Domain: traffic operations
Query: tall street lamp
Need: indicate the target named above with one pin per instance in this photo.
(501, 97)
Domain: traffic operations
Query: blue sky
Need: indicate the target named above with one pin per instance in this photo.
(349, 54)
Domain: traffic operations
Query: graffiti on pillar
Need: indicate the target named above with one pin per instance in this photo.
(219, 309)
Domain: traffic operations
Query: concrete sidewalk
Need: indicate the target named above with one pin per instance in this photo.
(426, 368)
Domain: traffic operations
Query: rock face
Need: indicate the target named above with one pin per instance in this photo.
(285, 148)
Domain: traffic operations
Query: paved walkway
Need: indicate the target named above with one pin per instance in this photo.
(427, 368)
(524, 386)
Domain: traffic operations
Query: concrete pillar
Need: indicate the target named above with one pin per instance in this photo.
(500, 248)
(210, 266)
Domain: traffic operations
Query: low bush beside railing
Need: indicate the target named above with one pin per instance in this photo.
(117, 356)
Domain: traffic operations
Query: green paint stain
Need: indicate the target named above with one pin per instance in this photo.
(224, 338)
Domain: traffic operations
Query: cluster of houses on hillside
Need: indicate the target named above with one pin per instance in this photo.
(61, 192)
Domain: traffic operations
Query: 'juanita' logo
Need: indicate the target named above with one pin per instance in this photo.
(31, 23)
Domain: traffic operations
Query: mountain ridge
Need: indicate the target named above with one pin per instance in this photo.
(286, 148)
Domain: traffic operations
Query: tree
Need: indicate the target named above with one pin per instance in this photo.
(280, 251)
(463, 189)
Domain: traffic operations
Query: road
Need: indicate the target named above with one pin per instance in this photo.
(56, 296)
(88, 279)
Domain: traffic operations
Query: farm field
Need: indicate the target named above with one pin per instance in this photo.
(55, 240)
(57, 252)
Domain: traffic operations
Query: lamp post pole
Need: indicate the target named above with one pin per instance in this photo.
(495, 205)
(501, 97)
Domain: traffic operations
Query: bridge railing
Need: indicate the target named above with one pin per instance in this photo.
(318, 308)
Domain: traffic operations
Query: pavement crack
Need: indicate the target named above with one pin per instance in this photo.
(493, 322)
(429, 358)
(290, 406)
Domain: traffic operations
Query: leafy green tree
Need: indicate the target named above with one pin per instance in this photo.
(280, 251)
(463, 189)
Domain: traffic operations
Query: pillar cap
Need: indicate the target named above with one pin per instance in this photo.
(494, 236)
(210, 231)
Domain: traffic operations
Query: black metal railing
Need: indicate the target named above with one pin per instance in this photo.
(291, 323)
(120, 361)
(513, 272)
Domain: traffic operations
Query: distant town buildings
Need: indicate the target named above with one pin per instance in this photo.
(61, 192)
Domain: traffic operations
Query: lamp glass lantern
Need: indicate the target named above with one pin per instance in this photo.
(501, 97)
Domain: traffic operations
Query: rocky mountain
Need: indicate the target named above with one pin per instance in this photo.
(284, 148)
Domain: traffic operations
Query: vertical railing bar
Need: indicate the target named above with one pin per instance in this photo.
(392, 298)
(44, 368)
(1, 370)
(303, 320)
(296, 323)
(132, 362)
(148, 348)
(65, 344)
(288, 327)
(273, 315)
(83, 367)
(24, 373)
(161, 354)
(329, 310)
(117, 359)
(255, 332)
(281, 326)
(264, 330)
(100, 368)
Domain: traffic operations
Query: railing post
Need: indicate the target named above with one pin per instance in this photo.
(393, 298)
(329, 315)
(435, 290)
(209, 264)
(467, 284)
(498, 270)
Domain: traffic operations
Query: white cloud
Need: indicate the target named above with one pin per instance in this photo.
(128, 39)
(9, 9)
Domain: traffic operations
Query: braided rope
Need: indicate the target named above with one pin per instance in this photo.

** What this task involves **
All entries given above are to be printed again exactly.

** Solved exercise **
Domain: traffic operations
Query: tall street lamp
Need: indicate the target named above with one pin per instance in this photo.
(501, 97)
Domain: traffic operations
Query: blue sky
Need: indicate the target named above with one pin per instance in this photo.
(349, 54)
Domain: traffic operations
Query: graffiti on pillar
Need: indicate the target named above with one pin per instance in this photo.
(219, 309)
Domain: traffic operations
Query: concrete sidewalk
Need: indicate the target named above with one pin per instance in this photo.
(426, 368)
Domain: traffic operations
Query: rock face
Need: indicate the target named above with one pin per instance in this photo.
(285, 148)
Domain: traffic operations
Query: paved walkway
Need: indicate the target named above with one pin per instance in this photo.
(427, 368)
(524, 386)
Domain: traffic operations
Query: concrete pillar
Need: indicate the target named above with one pin per instance in this photo.
(500, 248)
(210, 266)
Domain: traffic operations
Query: low bush beside railing
Need: indicate the target named above with one pin per instance in this photo.
(117, 356)
Domain: traffic operations
Query: green paint stain
Need: indicate the target named above with one pin per instance in this photo.
(224, 338)
Domain: traffic operations
Query: cluster of houses on hillside
Need: indicate the target named above with one pin per instance in this photo.
(61, 192)
Domain: traffic operations
Query: 'juanita' logo
Need: indicate the target named above with one pin per instance in this photo.
(31, 23)
Domain: traffic operations
Query: mountain ridge
Need: indicate the target named above with one pin per instance in this photo.
(286, 148)
Domain: traffic operations
Query: tree
Need: indicate the target named above with one pin per instance in this photo.
(280, 251)
(463, 189)
Domain: traffic operations
Query: road
Need: indicate the target named above with one pin per instance in this photo.
(56, 296)
(88, 279)
Domain: traffic operations
Query: farm field
Need: indicate the target named above with one pin per instance in this photo.
(55, 240)
(57, 252)
Domain: traffic operations
Query: lamp post pole
Need: indicate the target named above with one pin per instance in this photo.
(495, 205)
(501, 97)
Domain: traffic operations
Query: bridge railing
Need: indicate the target named above with one pin per instance in this photo.
(318, 308)
Domain: traffic operations
Query: pavement crack
Need: indicate the target named above with one pin per instance in this photo.
(493, 322)
(429, 358)
(290, 406)
Domain: traffic operations
Query: leafy green tree
Need: indicate the target named above with one pin per instance in this photo.
(280, 251)
(463, 189)
Domain: traffic operations
Query: pillar cap
Need: indicate the target named above with one pin per instance in this photo.
(494, 236)
(210, 231)
Domain: traffic operations
Query: black metal railing
Need: indicate the target named above with one pin per instance in this photo.
(291, 323)
(120, 361)
(513, 272)
Domain: traffic operations
Query: distant town buildings
Need: indicate the target named above with one pin per instance in this photo.
(61, 192)
Domain: traffic operations
Query: lamp glass lantern
Need: indicate the target named above with one pin per instance in this photo.
(501, 97)
Domain: traffic operations
Query: rocky mountain
Need: indicate the target named above with one pin per instance in this photo.
(284, 148)
Domain: traffic operations
Query: vertical railing bar
Need: indicate the target named above with one pin per instance in this photo.
(392, 298)
(44, 368)
(1, 370)
(303, 320)
(296, 323)
(132, 362)
(148, 348)
(65, 344)
(288, 327)
(273, 315)
(83, 367)
(24, 373)
(161, 354)
(329, 310)
(117, 359)
(255, 332)
(281, 326)
(264, 330)
(100, 368)
Domain: traffic operations
Query: railing post
Need: indicate the target named above with one pin per instance in this photo.
(393, 298)
(329, 315)
(435, 290)
(209, 264)
(467, 284)
(498, 270)
Domain: traffic operations
Query: white cloud
Need: indicate the target named above with one pin per instance in this photo.
(128, 39)
(9, 9)
Domain: traffic operations
Query: braided rope
Need: indicate the target named above with one pin per instance in this photo.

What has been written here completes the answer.